**Exercise goal**
Please reproduce the stretch of the listing below from the line containing "sky, I would be grateful." through the line containing "129L256 114L256 2L0", character for character and with nothing else.

**Data supplied**
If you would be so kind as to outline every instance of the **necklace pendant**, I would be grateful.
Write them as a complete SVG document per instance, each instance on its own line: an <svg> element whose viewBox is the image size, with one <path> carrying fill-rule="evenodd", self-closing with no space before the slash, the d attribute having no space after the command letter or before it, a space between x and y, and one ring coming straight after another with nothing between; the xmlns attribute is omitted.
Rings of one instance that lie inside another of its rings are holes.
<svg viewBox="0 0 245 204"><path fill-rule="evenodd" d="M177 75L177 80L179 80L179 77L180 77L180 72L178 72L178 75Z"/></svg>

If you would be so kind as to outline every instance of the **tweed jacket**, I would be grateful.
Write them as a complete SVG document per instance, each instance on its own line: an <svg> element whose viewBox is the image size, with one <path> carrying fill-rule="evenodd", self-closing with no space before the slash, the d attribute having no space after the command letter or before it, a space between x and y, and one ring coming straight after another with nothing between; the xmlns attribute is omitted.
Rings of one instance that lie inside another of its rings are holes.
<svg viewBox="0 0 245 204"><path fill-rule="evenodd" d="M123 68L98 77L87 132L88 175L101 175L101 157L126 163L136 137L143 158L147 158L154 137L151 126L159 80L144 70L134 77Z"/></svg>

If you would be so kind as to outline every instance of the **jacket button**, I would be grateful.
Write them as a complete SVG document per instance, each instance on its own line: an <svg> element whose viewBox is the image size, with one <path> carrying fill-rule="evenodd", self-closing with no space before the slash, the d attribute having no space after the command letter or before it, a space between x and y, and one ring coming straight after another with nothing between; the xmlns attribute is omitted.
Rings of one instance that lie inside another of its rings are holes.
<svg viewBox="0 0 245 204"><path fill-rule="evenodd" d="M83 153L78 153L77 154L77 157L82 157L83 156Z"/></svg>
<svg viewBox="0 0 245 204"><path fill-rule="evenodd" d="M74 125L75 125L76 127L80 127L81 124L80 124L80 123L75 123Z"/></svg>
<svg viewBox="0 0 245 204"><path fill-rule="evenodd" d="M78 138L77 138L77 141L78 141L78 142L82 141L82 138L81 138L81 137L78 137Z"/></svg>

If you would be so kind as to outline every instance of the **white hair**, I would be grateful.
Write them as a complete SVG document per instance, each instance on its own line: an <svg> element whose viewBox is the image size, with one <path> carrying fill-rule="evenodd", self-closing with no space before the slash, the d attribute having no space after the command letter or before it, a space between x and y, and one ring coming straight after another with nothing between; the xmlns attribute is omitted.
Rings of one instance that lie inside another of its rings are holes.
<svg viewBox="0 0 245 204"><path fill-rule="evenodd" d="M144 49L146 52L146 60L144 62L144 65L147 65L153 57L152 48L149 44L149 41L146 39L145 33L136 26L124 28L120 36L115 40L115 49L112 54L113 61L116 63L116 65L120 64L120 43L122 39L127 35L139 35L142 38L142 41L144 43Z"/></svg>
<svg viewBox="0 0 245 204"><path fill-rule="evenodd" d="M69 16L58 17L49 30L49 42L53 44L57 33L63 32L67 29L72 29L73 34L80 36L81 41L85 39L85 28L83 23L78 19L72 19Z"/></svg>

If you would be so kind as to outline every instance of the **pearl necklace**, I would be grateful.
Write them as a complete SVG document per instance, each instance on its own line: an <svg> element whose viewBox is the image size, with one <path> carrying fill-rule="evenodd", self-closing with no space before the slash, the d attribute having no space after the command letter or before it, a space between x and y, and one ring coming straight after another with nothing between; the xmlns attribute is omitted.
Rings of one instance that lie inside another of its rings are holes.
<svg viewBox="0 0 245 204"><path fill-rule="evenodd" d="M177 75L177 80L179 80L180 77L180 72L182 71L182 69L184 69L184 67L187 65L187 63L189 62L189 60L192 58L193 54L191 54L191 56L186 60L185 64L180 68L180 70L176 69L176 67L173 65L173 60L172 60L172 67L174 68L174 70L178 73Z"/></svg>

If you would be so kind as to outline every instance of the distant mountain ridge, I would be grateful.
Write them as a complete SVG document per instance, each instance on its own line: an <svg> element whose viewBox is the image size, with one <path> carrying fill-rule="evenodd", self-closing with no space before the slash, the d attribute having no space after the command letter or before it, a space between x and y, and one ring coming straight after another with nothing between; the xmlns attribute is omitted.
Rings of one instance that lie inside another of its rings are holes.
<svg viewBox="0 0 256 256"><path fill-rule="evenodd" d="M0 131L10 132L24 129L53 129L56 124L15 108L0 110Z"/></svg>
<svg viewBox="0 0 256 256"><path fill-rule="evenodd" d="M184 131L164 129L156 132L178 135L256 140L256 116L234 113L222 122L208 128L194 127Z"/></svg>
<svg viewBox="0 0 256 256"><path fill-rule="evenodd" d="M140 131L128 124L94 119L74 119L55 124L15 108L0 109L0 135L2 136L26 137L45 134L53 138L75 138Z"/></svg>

---

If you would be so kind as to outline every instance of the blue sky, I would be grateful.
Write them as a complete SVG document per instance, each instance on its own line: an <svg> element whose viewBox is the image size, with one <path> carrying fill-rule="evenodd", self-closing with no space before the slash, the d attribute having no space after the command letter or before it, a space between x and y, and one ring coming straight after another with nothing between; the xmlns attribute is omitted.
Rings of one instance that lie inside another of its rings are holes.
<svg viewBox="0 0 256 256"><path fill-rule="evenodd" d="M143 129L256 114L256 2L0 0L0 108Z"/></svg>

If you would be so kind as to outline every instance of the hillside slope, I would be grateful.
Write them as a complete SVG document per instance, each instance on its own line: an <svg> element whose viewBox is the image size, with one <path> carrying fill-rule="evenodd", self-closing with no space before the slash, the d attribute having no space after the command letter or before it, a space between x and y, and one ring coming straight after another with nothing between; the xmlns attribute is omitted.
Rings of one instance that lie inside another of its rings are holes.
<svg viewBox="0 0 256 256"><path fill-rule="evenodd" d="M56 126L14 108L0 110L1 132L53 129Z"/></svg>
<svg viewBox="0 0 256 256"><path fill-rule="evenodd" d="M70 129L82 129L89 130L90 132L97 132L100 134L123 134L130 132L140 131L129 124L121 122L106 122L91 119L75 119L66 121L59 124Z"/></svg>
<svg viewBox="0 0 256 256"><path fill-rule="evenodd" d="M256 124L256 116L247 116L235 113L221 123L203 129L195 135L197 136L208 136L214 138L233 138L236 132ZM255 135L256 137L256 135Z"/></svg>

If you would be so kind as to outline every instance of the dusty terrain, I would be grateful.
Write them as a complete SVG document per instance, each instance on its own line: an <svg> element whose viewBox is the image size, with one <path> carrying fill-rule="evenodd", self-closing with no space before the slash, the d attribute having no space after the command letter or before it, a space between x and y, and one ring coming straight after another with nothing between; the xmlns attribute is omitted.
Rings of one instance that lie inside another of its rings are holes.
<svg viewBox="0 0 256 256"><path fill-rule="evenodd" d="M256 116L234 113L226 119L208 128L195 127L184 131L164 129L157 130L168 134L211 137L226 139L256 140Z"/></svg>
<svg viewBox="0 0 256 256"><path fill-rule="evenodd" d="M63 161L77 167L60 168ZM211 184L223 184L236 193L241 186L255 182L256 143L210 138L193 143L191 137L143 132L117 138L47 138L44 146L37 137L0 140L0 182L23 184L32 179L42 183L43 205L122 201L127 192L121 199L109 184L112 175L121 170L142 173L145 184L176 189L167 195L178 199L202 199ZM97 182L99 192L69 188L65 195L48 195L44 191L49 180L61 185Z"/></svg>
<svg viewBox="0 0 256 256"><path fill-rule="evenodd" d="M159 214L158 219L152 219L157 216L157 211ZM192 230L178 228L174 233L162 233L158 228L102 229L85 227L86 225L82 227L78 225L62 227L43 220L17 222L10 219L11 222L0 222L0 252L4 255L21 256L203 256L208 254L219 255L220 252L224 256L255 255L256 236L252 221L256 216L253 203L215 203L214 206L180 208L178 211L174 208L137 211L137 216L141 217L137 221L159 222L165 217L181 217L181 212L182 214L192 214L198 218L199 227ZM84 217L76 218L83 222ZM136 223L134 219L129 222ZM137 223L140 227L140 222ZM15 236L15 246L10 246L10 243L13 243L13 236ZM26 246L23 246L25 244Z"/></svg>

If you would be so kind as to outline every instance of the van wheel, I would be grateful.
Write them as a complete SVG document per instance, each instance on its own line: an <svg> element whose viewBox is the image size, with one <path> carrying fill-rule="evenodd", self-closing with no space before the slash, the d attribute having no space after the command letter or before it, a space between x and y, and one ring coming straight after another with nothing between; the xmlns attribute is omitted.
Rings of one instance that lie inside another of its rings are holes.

**Answer to the problem**
If you would be so kind as to outline every instance of the blue sky, I would be grateful.
Write them as a complete SVG document per instance, each instance on its own line: an <svg> element whose viewBox is the image size, with one <path> carrying fill-rule="evenodd", self-closing with no space before the slash, the d attribute having no space after the command letter or before it, a space between x and y, and one ring coming straight after another with nothing between; the xmlns attribute is omitted.
Rings of one instance that lie inside another of its rings are holes.
<svg viewBox="0 0 256 256"><path fill-rule="evenodd" d="M143 129L256 114L256 2L0 0L0 108Z"/></svg>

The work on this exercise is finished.